Instructions for the task → Can you retype only the lines from the one with "the blue sleeveless" through the final line of the material, exactly as given?

Given information →
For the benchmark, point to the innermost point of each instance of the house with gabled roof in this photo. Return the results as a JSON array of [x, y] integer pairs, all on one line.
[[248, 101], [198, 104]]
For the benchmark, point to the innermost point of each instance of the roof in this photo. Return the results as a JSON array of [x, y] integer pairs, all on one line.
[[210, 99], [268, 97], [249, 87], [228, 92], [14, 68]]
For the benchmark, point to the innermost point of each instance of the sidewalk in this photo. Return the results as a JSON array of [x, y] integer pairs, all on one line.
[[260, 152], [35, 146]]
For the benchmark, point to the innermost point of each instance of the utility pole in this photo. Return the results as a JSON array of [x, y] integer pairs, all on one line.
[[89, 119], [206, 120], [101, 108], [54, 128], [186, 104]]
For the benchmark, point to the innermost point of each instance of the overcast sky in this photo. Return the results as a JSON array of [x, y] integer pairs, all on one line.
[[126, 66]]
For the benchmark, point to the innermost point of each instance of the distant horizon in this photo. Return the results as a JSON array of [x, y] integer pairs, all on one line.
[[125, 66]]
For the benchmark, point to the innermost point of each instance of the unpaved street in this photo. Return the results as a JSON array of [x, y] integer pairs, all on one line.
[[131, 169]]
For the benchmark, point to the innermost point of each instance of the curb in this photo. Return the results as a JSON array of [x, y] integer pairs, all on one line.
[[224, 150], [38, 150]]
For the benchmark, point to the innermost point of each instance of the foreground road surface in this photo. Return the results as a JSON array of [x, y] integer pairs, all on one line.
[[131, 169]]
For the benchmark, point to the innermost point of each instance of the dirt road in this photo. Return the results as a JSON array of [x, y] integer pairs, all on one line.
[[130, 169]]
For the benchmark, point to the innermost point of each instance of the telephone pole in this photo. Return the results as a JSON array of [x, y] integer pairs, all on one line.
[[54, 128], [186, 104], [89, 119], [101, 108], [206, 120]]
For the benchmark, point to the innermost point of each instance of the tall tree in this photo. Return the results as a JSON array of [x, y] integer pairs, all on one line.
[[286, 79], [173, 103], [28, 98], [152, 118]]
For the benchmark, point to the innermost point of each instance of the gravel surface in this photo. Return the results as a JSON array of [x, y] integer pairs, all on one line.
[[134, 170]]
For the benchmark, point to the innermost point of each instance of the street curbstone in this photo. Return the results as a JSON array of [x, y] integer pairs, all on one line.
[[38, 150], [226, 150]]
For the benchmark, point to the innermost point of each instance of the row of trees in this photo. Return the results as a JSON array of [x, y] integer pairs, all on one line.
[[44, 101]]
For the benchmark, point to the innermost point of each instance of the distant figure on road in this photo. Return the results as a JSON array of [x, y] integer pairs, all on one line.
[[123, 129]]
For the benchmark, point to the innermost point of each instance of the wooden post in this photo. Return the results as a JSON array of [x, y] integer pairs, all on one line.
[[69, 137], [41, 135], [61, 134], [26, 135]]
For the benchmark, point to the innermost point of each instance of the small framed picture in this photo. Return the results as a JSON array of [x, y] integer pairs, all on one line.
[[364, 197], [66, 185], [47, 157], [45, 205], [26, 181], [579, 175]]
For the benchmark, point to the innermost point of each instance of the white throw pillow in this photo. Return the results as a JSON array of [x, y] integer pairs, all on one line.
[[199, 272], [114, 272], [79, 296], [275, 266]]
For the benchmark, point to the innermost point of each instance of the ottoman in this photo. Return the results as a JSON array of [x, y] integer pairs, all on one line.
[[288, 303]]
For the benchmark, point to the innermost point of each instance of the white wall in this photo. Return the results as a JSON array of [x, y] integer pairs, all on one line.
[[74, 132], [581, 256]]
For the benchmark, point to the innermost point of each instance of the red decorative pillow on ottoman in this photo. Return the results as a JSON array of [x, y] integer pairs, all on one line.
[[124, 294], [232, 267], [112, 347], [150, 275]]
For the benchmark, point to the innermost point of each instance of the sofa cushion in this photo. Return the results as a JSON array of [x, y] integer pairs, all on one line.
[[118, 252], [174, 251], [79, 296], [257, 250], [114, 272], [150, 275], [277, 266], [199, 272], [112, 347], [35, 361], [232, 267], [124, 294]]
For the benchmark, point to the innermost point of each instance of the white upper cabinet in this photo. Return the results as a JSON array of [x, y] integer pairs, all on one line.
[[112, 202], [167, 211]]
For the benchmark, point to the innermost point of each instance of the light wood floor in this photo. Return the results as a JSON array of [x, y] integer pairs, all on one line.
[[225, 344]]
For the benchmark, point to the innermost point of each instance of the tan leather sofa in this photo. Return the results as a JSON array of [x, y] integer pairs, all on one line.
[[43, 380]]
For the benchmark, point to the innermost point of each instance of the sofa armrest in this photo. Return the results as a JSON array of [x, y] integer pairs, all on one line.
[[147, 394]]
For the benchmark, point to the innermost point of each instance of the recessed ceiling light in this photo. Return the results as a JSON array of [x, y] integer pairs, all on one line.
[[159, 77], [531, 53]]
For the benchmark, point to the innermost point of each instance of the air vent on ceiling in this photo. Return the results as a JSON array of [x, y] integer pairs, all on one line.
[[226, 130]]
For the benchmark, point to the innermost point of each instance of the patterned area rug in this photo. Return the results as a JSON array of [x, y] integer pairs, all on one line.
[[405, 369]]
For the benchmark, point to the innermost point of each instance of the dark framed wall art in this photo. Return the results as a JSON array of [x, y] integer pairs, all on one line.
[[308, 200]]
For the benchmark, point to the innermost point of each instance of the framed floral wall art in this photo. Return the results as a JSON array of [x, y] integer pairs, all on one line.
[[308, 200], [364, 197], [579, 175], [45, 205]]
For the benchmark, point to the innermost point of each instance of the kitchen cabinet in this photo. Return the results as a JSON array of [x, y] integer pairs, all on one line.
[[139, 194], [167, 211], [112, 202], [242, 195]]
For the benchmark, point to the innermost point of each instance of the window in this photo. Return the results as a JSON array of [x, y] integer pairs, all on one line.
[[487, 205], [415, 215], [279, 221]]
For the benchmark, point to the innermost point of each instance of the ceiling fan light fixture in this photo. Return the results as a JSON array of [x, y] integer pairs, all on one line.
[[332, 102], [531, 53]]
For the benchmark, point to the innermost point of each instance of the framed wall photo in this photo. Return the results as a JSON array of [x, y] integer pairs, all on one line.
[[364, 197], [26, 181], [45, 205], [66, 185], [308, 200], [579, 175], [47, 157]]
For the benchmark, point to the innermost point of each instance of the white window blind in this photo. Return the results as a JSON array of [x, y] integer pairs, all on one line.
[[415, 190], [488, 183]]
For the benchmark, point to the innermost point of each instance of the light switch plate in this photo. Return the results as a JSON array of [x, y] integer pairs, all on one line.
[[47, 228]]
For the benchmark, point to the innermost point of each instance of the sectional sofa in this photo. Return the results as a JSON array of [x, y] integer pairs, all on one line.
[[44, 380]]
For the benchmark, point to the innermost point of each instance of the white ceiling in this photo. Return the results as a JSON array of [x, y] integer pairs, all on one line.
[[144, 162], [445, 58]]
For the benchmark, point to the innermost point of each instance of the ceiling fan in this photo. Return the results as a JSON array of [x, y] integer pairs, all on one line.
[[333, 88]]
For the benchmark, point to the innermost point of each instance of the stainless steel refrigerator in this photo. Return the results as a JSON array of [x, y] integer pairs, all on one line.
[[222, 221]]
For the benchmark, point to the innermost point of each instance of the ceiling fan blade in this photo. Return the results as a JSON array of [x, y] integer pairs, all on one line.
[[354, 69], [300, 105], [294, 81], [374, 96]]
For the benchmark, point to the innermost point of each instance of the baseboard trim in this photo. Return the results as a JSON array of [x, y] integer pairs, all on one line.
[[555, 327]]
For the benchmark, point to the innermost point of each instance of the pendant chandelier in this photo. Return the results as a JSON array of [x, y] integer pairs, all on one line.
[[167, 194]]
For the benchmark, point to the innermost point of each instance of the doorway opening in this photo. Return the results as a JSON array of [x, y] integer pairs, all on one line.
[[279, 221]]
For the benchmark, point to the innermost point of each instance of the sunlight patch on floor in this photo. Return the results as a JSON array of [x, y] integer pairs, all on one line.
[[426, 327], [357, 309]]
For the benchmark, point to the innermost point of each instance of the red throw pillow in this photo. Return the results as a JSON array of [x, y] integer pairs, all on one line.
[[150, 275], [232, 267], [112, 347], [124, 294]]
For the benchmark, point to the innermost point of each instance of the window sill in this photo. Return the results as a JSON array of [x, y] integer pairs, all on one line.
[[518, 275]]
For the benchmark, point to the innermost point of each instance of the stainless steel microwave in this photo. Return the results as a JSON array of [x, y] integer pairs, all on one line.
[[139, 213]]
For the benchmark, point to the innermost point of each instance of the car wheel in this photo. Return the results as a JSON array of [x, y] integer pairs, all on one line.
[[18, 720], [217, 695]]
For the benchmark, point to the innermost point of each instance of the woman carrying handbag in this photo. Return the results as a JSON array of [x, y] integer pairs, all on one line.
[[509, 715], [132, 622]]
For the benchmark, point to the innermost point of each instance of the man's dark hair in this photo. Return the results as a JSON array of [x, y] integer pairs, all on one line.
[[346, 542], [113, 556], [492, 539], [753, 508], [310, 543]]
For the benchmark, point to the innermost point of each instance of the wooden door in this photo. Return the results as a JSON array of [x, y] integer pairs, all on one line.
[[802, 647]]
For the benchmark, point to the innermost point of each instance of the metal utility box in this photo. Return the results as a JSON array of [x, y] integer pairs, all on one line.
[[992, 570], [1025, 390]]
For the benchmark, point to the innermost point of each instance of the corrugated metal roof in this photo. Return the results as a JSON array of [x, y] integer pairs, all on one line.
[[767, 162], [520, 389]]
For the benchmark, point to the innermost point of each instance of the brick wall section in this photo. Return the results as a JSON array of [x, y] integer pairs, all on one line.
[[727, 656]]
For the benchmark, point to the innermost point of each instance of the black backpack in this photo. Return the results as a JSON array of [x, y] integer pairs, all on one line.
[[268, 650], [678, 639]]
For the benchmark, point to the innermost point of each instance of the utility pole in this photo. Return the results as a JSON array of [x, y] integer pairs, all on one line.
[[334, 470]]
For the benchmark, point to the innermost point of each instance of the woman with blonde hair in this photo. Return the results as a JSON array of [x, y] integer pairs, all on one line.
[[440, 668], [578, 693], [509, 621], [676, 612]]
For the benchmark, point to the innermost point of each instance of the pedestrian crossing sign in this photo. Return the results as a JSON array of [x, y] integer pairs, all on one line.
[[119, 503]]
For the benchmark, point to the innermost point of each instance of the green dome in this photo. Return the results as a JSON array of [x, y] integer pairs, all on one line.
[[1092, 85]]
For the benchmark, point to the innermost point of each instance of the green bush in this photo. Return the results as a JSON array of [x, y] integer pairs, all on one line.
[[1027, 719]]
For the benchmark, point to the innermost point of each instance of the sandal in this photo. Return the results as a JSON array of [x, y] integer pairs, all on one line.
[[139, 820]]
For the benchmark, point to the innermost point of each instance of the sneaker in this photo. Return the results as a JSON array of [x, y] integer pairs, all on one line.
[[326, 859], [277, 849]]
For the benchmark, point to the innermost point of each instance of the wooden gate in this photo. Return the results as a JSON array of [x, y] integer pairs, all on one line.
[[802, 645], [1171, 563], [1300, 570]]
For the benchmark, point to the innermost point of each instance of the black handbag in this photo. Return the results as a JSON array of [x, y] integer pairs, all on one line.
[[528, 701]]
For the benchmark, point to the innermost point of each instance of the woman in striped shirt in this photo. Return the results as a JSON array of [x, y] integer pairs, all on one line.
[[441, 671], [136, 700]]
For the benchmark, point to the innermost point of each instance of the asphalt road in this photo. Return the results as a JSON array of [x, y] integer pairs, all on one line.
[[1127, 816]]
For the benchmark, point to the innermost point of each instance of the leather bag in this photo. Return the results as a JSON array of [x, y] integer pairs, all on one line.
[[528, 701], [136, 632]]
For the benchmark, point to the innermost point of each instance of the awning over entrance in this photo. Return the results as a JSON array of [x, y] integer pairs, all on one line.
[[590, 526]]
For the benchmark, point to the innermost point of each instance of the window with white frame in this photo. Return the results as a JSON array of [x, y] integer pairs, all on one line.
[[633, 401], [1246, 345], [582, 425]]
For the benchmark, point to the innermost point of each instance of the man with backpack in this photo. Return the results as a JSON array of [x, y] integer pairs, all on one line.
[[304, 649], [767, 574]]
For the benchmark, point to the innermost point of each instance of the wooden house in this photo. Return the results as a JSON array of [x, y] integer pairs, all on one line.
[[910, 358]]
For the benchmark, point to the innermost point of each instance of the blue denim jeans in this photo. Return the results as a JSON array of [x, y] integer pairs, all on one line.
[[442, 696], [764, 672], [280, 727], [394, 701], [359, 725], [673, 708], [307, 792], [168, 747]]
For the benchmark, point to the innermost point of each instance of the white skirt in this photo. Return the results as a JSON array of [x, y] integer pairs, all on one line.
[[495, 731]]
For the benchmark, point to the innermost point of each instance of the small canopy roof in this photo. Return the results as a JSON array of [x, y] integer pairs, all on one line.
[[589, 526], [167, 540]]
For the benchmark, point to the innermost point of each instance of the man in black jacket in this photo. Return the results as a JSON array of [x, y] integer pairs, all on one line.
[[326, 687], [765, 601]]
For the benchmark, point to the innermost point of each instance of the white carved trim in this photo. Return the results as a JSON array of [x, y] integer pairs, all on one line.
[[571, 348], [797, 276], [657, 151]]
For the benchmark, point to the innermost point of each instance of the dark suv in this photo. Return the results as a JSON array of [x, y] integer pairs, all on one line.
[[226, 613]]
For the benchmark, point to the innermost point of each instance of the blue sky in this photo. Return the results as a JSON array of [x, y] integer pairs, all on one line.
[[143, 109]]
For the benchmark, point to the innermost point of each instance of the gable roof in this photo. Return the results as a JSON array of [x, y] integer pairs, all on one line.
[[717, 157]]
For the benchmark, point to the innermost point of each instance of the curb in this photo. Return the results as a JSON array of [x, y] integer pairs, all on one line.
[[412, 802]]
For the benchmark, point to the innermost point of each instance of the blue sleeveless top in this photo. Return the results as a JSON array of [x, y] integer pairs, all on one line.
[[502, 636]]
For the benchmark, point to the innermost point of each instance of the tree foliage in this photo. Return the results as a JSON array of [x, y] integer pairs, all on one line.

Output of the task →
For the benchmark, point to the innermost point of each instance of the blue sleeveless top in this photo. Return the results as a JSON array of [x, y] integer pairs, all on one line.
[[502, 636]]
For the benchmark, point to the innermost point of each instance of the tree foliage in this photo. Return the results as a JSON array of [x, y] integer pairs, all on one line.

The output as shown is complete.